Problem statement
Retype the records that come next, word for word.

Source material

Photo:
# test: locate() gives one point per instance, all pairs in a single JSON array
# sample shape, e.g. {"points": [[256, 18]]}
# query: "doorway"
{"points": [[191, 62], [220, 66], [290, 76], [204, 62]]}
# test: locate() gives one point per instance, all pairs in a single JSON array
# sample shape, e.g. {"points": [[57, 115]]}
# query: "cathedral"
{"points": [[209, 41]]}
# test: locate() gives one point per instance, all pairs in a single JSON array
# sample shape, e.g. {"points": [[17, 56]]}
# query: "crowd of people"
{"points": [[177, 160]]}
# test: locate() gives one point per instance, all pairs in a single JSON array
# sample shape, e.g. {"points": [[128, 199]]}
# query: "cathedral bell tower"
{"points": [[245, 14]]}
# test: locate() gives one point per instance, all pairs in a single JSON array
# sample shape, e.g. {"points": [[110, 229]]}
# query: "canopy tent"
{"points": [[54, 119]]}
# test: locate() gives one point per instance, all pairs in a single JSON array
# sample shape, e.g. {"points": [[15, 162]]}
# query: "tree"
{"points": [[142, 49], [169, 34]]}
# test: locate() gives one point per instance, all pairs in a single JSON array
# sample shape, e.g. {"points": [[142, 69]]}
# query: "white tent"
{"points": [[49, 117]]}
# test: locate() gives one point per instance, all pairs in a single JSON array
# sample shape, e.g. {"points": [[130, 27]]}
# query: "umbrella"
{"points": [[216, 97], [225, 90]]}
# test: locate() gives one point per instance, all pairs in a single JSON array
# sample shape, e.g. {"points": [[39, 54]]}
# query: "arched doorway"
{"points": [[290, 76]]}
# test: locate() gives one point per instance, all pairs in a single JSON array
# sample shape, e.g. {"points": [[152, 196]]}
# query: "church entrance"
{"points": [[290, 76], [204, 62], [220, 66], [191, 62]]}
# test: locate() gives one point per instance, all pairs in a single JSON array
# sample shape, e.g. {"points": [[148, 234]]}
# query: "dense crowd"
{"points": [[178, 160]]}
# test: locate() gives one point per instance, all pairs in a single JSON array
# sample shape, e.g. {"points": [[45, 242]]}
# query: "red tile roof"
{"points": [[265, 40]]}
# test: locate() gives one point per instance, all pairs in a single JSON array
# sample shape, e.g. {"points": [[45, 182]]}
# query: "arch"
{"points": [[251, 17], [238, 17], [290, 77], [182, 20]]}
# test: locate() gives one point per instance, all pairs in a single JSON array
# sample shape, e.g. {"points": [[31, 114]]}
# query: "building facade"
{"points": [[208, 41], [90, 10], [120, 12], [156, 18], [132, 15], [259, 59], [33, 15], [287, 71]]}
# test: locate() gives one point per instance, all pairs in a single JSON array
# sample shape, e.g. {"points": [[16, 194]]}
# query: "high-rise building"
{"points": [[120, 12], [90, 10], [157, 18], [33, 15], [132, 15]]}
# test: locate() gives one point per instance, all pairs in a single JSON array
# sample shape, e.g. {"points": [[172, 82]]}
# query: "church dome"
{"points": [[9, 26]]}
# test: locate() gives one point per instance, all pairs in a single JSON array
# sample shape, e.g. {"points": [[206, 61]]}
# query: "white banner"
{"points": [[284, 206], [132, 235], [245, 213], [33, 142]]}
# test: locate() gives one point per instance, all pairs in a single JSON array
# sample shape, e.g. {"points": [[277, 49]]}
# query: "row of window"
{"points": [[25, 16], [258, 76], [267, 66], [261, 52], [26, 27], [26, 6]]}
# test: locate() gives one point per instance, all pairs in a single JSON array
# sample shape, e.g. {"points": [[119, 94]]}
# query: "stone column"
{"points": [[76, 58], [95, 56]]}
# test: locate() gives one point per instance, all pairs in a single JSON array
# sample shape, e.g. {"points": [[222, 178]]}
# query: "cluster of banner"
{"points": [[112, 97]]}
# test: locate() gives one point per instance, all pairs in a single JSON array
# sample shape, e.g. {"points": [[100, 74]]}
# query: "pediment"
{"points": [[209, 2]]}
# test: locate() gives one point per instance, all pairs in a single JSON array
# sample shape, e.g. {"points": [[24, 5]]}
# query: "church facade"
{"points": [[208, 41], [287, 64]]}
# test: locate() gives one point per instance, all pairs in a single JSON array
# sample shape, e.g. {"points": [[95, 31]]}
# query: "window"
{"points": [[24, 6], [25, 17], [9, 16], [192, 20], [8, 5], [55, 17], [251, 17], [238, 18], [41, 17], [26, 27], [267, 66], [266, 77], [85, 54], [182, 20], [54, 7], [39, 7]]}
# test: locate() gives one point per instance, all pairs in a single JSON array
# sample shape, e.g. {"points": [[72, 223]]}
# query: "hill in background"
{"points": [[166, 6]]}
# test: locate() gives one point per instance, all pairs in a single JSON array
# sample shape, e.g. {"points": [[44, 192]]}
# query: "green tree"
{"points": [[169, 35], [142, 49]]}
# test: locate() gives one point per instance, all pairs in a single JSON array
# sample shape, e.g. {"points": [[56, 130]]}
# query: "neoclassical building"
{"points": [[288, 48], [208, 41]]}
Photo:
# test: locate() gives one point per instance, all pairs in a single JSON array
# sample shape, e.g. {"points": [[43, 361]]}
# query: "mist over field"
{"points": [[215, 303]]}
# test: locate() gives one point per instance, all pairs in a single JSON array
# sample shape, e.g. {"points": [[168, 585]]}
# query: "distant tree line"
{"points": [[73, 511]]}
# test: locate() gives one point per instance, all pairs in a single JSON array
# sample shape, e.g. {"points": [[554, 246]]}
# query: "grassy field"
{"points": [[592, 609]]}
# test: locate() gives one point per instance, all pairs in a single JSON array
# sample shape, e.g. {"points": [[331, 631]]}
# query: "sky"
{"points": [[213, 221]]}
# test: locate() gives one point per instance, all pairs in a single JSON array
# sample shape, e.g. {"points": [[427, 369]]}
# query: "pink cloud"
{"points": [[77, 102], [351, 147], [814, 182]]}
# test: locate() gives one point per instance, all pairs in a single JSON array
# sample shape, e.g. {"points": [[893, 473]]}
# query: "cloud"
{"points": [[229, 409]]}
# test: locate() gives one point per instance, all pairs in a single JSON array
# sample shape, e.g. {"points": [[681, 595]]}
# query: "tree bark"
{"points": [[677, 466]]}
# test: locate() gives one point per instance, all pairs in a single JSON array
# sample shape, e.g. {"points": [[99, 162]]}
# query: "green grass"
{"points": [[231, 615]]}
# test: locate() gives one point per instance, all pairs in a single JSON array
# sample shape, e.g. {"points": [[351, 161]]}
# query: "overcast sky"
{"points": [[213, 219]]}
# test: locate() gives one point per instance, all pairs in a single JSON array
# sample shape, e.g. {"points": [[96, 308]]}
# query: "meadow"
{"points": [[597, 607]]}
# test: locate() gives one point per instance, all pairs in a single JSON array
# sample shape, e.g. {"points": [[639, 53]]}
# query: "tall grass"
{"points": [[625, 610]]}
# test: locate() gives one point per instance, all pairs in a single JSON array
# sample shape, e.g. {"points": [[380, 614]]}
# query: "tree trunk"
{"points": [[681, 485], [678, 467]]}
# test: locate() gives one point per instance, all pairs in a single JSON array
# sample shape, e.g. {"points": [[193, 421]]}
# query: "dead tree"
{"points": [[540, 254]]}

The answer
Photo:
# test: locate() gives one point per instance, all pairs in a single JSON array
# sample shape, e.g. {"points": [[256, 18]]}
# query: "doorway"
{"points": [[191, 62], [220, 66], [290, 76], [204, 62]]}
# test: locate() gives one point per instance, all pairs in a single JSON array
# sample shape, e.g. {"points": [[57, 115]]}
# query: "cathedral"
{"points": [[209, 41]]}
# test: locate() gives one point per instance, all pairs in a single JSON array
# sample shape, e.g. {"points": [[17, 56]]}
# query: "crowd of people"
{"points": [[177, 160]]}
# test: locate() gives one point per instance, all pairs in a single JSON array
# sample shape, e.g. {"points": [[128, 199]]}
# query: "cathedral bell tower"
{"points": [[245, 14]]}
# test: locate() gives one point per instance, all pairs in a single JSON array
# sample shape, e.g. {"points": [[110, 229]]}
# query: "canopy tent"
{"points": [[54, 119]]}
# test: locate() gives one point per instance, all pairs in a single JSON array
# sample shape, e.g. {"points": [[15, 162]]}
# query: "tree"
{"points": [[142, 49], [169, 34]]}
# test: locate() gives one point per instance, all pairs in a single JSON array
# sample shape, e.g. {"points": [[142, 69]]}
# query: "white tent"
{"points": [[49, 117]]}
# test: locate() gives one point per instance, all pairs in a single JSON array
# sample shape, e.g. {"points": [[130, 27]]}
# query: "umbrella"
{"points": [[216, 97], [225, 90]]}
# test: locate() gives one point per instance, all pairs in a single JSON array
# sample shape, e.g. {"points": [[39, 54]]}
# query: "arched doorway"
{"points": [[290, 76]]}
# test: locate() gives one point per instance, all pairs in a single JSON array
# sample shape, e.g. {"points": [[152, 196]]}
# query: "church entrance"
{"points": [[290, 76], [204, 62], [220, 66], [191, 62]]}
# test: locate() gives one point per instance, all pairs in a single JSON array
# sample shape, e.g. {"points": [[148, 234]]}
# query: "dense crowd"
{"points": [[178, 160]]}
# test: locate() gives one point per instance, all pairs in a single JSON array
# sample shape, e.g. {"points": [[45, 242]]}
# query: "red tile roof"
{"points": [[265, 40]]}
# test: locate() gives one point per instance, all pairs in a single JSON array
# sample shape, e.g. {"points": [[45, 182]]}
# query: "arch"
{"points": [[251, 17], [238, 17], [290, 77], [182, 20]]}
# test: locate() gives one point per instance, all pairs in a single JSON array
# sample shape, e.g. {"points": [[31, 114]]}
# query: "building facade"
{"points": [[208, 41], [90, 10], [120, 12], [156, 18], [132, 15], [259, 59], [33, 15], [287, 71]]}
# test: locate() gives one point per instance, all pairs in a single JSON array
# sample shape, e.g. {"points": [[16, 194]]}
# query: "high-rise building"
{"points": [[120, 12], [90, 10], [157, 18], [33, 15], [132, 15]]}
# test: locate() gives one point per instance, all pairs in a single JSON array
# sample shape, e.g. {"points": [[172, 82]]}
# query: "church dome"
{"points": [[9, 26]]}
# test: locate() gives one point per instance, all pairs in a single JSON array
# sample shape, e.g. {"points": [[206, 61]]}
# query: "white banner"
{"points": [[284, 206], [132, 235], [245, 213], [33, 142]]}
# test: locate() gives one point per instance, all pairs in a single JSON array
# sample shape, e.g. {"points": [[277, 49]]}
# query: "row of window"
{"points": [[25, 16], [258, 76], [267, 66], [261, 52], [26, 27], [26, 6]]}
# test: locate() gives one point per instance, all pairs in a single JSON array
# sample shape, e.g. {"points": [[119, 94]]}
# query: "stone column"
{"points": [[76, 58], [95, 56]]}
# test: locate() gives one point per instance, all pairs in a single JSON array
# sample shape, e.g. {"points": [[222, 178]]}
# query: "cluster of banner"
{"points": [[112, 97]]}
# test: locate() gives one point per instance, all pairs in a single JSON array
# sample shape, e.g. {"points": [[100, 74]]}
# query: "pediment"
{"points": [[209, 2]]}
# test: locate() gives one point per instance, all pairs in a single JSON array
# sample shape, e.g. {"points": [[24, 5]]}
# query: "church facade"
{"points": [[208, 41], [287, 64]]}
# test: locate() gives one point per instance, all pairs in a single JSON array
# sample shape, e.g. {"points": [[95, 31]]}
# query: "window"
{"points": [[24, 6], [25, 17], [9, 16], [192, 20], [8, 5], [55, 17], [251, 17], [238, 18], [41, 17], [26, 27], [267, 66], [266, 77], [85, 54], [182, 20], [54, 7], [39, 7]]}
# test: locate() gives one point per instance, all pairs in a single JSON array
# sample shape, e.g. {"points": [[72, 223]]}
# query: "hill in background"
{"points": [[166, 6]]}
# test: locate() gives one point per instance, all pairs in a single JSON array
# sample shape, e.g. {"points": [[44, 192]]}
# query: "green tree"
{"points": [[169, 35], [142, 49]]}
# test: locate() gives one point per instance, all pairs in a single JSON array
# sample shape, e.g. {"points": [[56, 130]]}
# query: "neoclassical building"
{"points": [[288, 48], [208, 41]]}
Photo:
# test: locate() gives one point per instance, all pairs in a single JSON array
# sample shape, e.g. {"points": [[43, 361]]}
# query: "mist over field"
{"points": [[215, 303]]}
# test: locate() gives one point per instance, all pairs in a single JSON array
# sample shape, e.g. {"points": [[168, 585]]}
# query: "distant tree line"
{"points": [[73, 511]]}
# test: locate() gives one point per instance, all pairs in a single JSON array
# sample shape, e.g. {"points": [[554, 246]]}
# query: "grassy field"
{"points": [[592, 609]]}
# test: locate() gives one point per instance, all pairs in a single JSON array
# sample shape, e.g. {"points": [[331, 631]]}
# query: "sky"
{"points": [[213, 221]]}
# test: locate() gives one point per instance, all pairs in a single JSON array
# sample shape, e.g. {"points": [[427, 369]]}
# query: "pink cloud"
{"points": [[77, 102], [351, 147], [814, 182]]}
# test: locate() gives one point per instance, all pairs in a single JSON array
# sample shape, e.g. {"points": [[893, 473]]}
# query: "cloud"
{"points": [[229, 409]]}
# test: locate() gives one point per instance, all pairs in a single JSON array
# sample shape, e.g. {"points": [[681, 595]]}
# query: "tree bark"
{"points": [[677, 466]]}
# test: locate() gives one point per instance, all pairs in a single JSON array
# sample shape, e.g. {"points": [[99, 162]]}
# query: "green grass"
{"points": [[231, 615]]}
# test: locate() gives one point per instance, all pairs in a single JSON array
# sample shape, e.g. {"points": [[351, 161]]}
# query: "overcast sky"
{"points": [[213, 219]]}
# test: locate() gives one point per instance, all pairs in a single JSON array
# sample shape, e.g. {"points": [[96, 308]]}
# query: "meadow"
{"points": [[597, 607]]}
# test: locate() gives one point per instance, all pairs in a single JSON array
# sample shape, e.g. {"points": [[639, 53]]}
# query: "tall grass"
{"points": [[625, 610]]}
# test: locate() gives one point per instance, all pairs in a single JSON array
# sample shape, e.g. {"points": [[380, 614]]}
# query: "tree trunk"
{"points": [[681, 485], [678, 467]]}
# test: locate() gives one point per instance, all pairs in a single JSON array
# sample shape, e.g. {"points": [[193, 421]]}
# query: "dead tree"
{"points": [[540, 254]]}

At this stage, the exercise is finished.